Nos dias 13 e 14 de 2013, através de um convite do governo do Estado do Ceará, fiz duas exposições de 4 horas na Escola Porto Iracema das Artes sobre o tema "Espiritualidade e Cidadania" para um Curso de Capacitação de Comunidades Terapêuticas, as quais trabalham na recuperação de dependentes químicos. Segue abaixo a síntese das exposições que consta na apostila do curso:
O QUE É CIDADANIA?
Em um sentido
mais estrito, a cidadania é a prerrogativa de votar e ser votado no processo
eleitoral. Em um sentido amplo, ela é a projeção nos campos jurídico, político,
econômico e social da dignidade da pessoa humana. Nessa última acepção, envolve
tanto o feixe de direitos fundamentais como a responsabilidade solidária pela
promoção do bem comum.
A ideia de
dignidade da pessoa humana desenvolveu-se historicamente no ocidente a partir
da concepção judaico-cristã segundo a qual o homem foi criado à imagem de Deus.
A condição humana de pessoa (ser singular, não intercambiável) exige que o ser
humano seja tratado sempre como um fim e nunca como um meio (Kant). Enquanto as
pessoas devem ser amadas, as coisas devem ser usadas (Martin Buber). Não
devemos inverter essa ordem, amando coisas e usando pessoas.
O homem, como
ser moral, está sob o Direito Posto, que, por sua vez, deve estar de acordo com
o Direito Natural. O Direito Natural é aquele que se funda nas exigências da
natureza humana. Ele estabelece para o homem deveres para com os outros
(aspecto social da natureza humana), deveres de moderação e organização
interior (aspecto racional da natureza humana) e deveres para com o Criador
(aspecto espiritual da natureza humana). Como o homem deve ser um ser integrado
e os seus deveres naturais fluem cruzando a linha vertical com a horizontal,
não podemos separar a cidadania da espiritualidade.
Observamos
ainda que ser cidadão efetivo não acontece apenas pela menção em textos legais
de suas prerrogativas, sendo também necessário que elas sejam assumidas com
consciência da dignidade que pertence ao homem e de sua responsabilidade como
agente histórico.

**Seção de dados:**

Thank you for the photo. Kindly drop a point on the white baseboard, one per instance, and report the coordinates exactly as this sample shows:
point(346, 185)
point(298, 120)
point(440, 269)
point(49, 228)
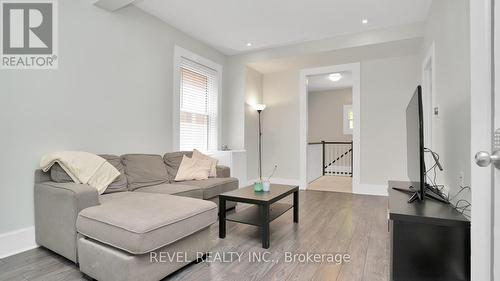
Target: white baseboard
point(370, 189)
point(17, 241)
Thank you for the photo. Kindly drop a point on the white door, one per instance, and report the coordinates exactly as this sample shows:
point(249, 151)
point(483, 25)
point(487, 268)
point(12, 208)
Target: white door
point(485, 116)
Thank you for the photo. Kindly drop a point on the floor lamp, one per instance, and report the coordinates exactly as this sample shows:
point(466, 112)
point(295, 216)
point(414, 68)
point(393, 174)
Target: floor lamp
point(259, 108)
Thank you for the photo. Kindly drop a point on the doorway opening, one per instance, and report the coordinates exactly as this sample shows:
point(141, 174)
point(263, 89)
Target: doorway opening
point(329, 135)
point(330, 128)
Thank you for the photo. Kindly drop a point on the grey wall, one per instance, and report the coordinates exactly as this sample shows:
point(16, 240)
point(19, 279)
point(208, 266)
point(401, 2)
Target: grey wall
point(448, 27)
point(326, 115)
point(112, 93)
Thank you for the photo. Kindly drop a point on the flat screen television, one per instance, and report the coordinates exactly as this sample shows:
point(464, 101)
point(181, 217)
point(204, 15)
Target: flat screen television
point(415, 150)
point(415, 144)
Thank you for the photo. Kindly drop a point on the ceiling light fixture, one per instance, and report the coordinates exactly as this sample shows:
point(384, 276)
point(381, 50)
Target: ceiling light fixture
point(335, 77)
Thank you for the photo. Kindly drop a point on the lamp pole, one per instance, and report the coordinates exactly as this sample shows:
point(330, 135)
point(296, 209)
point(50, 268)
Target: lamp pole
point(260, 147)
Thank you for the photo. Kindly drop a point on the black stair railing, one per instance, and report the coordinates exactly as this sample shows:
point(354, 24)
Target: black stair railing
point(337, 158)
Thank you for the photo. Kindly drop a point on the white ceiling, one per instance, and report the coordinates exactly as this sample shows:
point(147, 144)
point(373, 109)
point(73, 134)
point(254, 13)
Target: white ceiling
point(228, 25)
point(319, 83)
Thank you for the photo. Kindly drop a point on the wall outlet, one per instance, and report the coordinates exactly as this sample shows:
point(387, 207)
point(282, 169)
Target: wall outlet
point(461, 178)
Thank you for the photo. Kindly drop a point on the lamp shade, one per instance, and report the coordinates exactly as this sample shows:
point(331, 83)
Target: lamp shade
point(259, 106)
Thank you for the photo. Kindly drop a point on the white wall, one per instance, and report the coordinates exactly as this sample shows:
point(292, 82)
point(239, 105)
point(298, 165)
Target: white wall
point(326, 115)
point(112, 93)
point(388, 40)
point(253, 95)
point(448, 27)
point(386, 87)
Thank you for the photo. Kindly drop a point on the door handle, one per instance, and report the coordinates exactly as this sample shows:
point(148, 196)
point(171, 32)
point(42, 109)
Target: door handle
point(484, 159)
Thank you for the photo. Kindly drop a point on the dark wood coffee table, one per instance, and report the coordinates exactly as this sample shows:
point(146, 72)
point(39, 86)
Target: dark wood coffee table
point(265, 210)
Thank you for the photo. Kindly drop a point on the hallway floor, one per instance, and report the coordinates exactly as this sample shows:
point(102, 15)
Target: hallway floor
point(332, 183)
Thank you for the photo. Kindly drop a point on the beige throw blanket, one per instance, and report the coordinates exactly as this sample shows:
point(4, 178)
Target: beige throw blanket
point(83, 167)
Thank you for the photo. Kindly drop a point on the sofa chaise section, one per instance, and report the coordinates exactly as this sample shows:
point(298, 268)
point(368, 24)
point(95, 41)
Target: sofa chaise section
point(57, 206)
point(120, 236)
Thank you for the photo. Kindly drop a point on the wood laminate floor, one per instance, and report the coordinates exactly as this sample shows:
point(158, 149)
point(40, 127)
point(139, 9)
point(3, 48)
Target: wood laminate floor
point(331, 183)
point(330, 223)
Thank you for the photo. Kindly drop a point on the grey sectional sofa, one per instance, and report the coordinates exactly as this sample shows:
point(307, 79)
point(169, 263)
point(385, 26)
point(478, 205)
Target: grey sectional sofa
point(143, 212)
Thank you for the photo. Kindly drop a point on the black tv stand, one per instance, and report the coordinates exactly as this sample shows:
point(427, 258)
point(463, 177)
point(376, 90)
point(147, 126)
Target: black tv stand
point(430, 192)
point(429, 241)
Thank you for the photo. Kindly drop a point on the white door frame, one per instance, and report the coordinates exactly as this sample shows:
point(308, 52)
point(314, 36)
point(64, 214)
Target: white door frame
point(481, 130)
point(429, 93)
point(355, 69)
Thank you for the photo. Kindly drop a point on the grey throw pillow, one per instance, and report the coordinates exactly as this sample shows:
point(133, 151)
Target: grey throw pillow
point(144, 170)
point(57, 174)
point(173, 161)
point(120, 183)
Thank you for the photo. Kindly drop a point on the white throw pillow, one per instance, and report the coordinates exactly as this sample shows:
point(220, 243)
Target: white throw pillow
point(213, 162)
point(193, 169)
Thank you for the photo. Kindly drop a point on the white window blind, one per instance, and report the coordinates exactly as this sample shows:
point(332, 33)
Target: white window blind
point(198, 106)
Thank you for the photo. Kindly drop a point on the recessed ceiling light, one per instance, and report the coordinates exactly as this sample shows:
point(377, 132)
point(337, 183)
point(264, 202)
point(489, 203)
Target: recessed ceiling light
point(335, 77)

**Enunciado:**
Reescreva de forma mais breve o parágrafo do texto sobre cidadania que começa com "O homem, como ser moral", preservando suas informações principais. A listagem é um material à parte, independente do texto.

**Resposta do exercício:**
O homem, como ser moral, submete-se ao Direito Posto, que deve estar de acordo com o Direito Natural, fundado nas exigências da natureza humana. Este impõe deveres para com os outros (aspecto social), de moderação e organização interior (aspecto racional) e para com o Criador (aspecto espiritual). Como o homem deve ser integrado e esses deveres cruzam a linha vertical com a horizontal, a cidadania não pode ser separada da espiritualidade.